**DIRECTIONS:**
1. Reproduce the Penelope passage word for word, everything from "Has wily Odysseus" down to "a post-Babel Babel?".
2. Write the next stretch of the passage on Penelope and Odysseus, picking up right after its final question.

**GIVEN TEXT:**
====

But she, the faithful Penelope, knows what is what. Her body is her home, raft, island and miracle wand. She knows, as she weaves and unweaves, that after Calypso and the sirens, after Scylla and Charybdis, there is always Penelope. And before them, too, there was always Penelope. She knows that, as with the weird sisters in Macbeth, "the end is sister to the beginning." She knows that no matter how far away a man runs, no matter how many words he lets fly in the face of the Cyclops, the last word is Nothing. There is nowhere else to go and nothing else to say. No other lands beyond the never-never land of the here and now. The strange woman in whose bed the protagonist is tempted is beyond place and time.

Has wily Odysseus lost his cunning? Was the "first love,/when we played out the story of Romeo and Juliet/ in order to learn the dictionary of Shakespeare" merely a mindless game? Or can the letters of the alphabet add up to something beyond a post-Babel Babel?

====

**INFORMATION PROVIDED:**
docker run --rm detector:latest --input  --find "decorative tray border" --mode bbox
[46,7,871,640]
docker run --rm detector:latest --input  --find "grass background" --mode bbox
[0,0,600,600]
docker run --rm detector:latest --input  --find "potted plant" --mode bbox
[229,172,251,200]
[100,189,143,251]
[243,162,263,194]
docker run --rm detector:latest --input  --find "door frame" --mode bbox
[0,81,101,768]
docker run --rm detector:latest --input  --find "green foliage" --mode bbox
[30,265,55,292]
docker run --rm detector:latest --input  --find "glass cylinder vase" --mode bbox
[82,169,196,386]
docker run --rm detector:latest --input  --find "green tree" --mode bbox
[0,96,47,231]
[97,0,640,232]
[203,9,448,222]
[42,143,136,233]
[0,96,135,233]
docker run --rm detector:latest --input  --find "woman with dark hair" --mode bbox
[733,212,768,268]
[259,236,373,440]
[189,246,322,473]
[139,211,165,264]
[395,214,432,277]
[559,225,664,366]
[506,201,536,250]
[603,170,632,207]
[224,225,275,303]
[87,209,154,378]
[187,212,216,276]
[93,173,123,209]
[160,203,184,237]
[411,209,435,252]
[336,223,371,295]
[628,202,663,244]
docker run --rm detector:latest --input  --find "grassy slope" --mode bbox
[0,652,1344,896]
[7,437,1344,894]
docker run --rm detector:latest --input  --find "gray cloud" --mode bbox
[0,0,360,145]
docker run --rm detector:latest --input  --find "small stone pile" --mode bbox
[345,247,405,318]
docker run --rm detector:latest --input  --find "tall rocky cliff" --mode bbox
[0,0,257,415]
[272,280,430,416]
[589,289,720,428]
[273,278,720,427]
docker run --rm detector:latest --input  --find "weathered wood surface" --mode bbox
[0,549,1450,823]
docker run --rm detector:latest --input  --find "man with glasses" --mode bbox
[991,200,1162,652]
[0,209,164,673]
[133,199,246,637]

====

**ANSWERS PROVIDED:**
1.
Has wily Odysseus lost his cunning? Was the "first love,/when we played out the story of Romeo and Juliet/ in order to learn the dictionary of Shakespeare" merely a mindless game? Or can the letters of the alphabet add up to something beyond a post-Babel Babel?

2.
One of the virtues of this collection of poetry is that, compared to Darwish's earlier collections, it is easily accessible to non-native speakers of Arabic, will lose very little in translation and makes very few allusions to stories we might not have heard before. Whether a stealthy, stubborn, resistant sense of irony pervades the collection or not -- a sense of irony that might, today, be one of the few remaining ways in which old-fashioned "seriousness" can still make itself heard -- is simply impossible to determine.

Words wrought into poetry by Mahmoud Darwish are worth taking time out for, and this collection is well worth the read. For some of Darwish's readers, the grain of his poetic voice will seem so lined with the texture of history, so troubled by questions that may or may not be worth asking in this day and age, that even a collection as bleakly nihilistic in its discourse as this will still fail to convince them of the necessity of despair.

Who am I without exile?

A stranger on the banks of the river, like the river... Water
Ties me to your name. Nothing returns me from my distance
To my palm tree: not peace and not war. Nothing
Brings me into the book of gospels. Nothing...
Nothing glows from the coast of ebb
And flow between the Tigris and the Nile. Nothing
Brings me down from Pharaoh's ships. Nothing
Carries me or makes me carry an idea: not yearning
And not the promise. What shall I do? What
Shall I do without exile and a long night
Peering at water?

Water
Ties me
To your name...
Nothing takes me from the butterflies of my dream
To my reality: not dust and not fire. What
Shall I do without the flowers of Samarqand? What
Shall I do in a town square which polishes the singers with its moonstones?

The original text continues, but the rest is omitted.